__Data lines__
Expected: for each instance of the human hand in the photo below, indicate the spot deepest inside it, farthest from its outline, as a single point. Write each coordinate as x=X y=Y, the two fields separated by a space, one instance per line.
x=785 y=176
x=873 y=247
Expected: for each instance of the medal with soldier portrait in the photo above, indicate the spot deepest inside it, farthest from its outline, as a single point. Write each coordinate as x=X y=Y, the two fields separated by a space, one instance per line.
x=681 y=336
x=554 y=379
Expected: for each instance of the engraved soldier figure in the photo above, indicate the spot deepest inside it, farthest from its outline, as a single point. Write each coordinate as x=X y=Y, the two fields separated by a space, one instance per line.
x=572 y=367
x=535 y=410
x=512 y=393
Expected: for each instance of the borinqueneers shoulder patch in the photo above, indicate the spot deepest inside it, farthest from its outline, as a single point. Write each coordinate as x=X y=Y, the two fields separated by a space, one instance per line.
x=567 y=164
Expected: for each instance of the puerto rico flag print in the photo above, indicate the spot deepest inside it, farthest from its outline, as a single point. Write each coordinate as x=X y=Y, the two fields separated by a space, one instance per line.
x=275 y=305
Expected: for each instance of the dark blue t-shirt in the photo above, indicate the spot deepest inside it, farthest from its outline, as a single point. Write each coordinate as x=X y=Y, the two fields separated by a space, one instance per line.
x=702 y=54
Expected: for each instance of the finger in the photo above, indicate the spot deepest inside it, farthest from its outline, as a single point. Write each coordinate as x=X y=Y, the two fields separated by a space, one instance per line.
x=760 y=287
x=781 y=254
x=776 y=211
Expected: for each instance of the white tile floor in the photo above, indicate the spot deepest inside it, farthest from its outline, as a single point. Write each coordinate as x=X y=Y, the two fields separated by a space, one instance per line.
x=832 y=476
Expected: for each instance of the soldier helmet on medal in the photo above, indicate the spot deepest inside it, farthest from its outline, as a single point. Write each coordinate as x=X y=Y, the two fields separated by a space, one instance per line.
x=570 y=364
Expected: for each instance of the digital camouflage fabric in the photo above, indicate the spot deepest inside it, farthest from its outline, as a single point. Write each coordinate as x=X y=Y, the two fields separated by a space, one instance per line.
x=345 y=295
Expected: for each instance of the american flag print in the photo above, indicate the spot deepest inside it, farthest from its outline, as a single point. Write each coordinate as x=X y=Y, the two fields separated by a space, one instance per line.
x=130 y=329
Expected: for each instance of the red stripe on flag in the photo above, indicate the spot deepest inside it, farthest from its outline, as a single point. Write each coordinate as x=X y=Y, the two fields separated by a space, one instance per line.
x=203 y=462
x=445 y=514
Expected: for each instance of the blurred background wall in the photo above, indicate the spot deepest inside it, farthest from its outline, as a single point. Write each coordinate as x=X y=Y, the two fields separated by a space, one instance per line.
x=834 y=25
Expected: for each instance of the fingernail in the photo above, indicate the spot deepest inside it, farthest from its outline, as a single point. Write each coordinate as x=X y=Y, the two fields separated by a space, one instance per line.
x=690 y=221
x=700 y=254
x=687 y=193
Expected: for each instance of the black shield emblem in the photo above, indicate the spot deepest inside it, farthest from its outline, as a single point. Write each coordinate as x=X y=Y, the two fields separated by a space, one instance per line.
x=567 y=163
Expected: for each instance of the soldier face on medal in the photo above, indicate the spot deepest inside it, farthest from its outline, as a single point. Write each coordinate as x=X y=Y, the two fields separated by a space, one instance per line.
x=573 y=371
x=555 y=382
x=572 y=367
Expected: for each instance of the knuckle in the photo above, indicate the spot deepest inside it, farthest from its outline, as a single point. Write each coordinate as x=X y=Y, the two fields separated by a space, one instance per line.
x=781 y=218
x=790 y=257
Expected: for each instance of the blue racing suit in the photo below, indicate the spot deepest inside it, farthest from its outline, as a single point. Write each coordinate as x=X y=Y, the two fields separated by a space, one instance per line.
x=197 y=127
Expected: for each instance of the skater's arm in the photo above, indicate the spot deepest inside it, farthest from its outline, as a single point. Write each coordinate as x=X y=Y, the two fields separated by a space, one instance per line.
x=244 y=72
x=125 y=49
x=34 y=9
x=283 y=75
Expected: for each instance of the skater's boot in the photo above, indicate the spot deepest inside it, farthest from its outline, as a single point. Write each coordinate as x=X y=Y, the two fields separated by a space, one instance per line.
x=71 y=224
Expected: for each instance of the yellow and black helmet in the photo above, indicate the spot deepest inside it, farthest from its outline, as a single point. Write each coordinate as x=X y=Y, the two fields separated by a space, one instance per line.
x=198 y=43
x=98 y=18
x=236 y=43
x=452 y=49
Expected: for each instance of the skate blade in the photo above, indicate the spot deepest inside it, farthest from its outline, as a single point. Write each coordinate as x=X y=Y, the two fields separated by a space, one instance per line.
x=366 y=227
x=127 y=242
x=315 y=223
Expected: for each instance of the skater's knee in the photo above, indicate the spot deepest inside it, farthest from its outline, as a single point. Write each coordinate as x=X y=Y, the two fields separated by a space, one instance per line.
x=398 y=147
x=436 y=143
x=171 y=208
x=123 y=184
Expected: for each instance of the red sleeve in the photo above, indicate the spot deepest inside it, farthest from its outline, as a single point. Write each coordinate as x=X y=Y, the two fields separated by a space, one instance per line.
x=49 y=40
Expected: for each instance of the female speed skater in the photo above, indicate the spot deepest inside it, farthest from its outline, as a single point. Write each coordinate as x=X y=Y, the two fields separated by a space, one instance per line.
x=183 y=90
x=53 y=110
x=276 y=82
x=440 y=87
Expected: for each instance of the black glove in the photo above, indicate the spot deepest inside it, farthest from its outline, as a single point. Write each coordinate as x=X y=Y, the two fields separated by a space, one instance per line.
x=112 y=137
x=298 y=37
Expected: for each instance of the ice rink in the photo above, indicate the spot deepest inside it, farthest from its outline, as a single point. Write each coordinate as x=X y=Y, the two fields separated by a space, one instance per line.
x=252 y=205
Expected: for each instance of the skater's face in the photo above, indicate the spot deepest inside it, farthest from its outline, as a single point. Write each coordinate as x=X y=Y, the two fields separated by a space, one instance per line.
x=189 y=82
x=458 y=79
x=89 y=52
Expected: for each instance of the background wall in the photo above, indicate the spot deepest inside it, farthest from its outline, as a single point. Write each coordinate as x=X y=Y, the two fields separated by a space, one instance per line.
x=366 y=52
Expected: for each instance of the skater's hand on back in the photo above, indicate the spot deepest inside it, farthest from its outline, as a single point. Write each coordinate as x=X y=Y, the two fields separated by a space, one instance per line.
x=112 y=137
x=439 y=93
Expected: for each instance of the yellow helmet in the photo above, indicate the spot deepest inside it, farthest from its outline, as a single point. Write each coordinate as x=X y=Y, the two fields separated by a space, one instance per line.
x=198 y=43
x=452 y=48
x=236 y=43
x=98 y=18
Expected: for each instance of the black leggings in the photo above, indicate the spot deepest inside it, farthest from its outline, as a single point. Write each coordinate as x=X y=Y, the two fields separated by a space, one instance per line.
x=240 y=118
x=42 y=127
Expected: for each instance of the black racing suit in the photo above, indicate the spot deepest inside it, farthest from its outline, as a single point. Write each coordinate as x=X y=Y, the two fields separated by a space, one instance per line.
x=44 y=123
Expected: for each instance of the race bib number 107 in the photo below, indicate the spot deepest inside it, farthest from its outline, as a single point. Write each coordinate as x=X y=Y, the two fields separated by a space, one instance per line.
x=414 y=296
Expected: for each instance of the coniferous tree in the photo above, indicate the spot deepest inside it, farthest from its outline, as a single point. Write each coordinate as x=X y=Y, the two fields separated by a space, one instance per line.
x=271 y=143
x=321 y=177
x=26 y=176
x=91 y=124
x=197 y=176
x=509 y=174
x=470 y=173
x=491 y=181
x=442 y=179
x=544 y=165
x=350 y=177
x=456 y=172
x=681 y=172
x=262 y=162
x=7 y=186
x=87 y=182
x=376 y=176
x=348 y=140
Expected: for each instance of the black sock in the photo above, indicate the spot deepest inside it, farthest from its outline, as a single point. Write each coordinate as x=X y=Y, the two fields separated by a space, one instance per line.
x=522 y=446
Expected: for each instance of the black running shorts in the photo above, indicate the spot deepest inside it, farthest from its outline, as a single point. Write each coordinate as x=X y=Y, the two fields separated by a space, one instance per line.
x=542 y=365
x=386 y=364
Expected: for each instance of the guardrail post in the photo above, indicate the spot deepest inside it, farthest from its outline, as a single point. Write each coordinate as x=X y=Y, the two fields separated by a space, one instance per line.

__Stated problem__
Beginning with the line that contains "Expected: for each instance of the black sock", repeat every line through the end of the records and nothing more.

__Correct output__
Expected: for each instance of the black sock in the photo above, indicate the spot deepest inside it, farthest from its outline, as a single point. Write each coordinate as x=X y=Y, the two fields separated by a space, one instance per line.
x=522 y=446
Expected: for each instance of the black running shorts in the photo above, indicate the spot deepest inside it, farthest from its outline, as a single point. Write each coordinate as x=X y=Y, the two fields separated by a space, one instance per line.
x=542 y=365
x=386 y=364
Expected: for each instance of the guardrail post in the photo above, indicate the spot deepest inside it, farthest from its outline, as a single point. Write each coordinate as x=X y=Y, the two fields separated by a space, one instance per line.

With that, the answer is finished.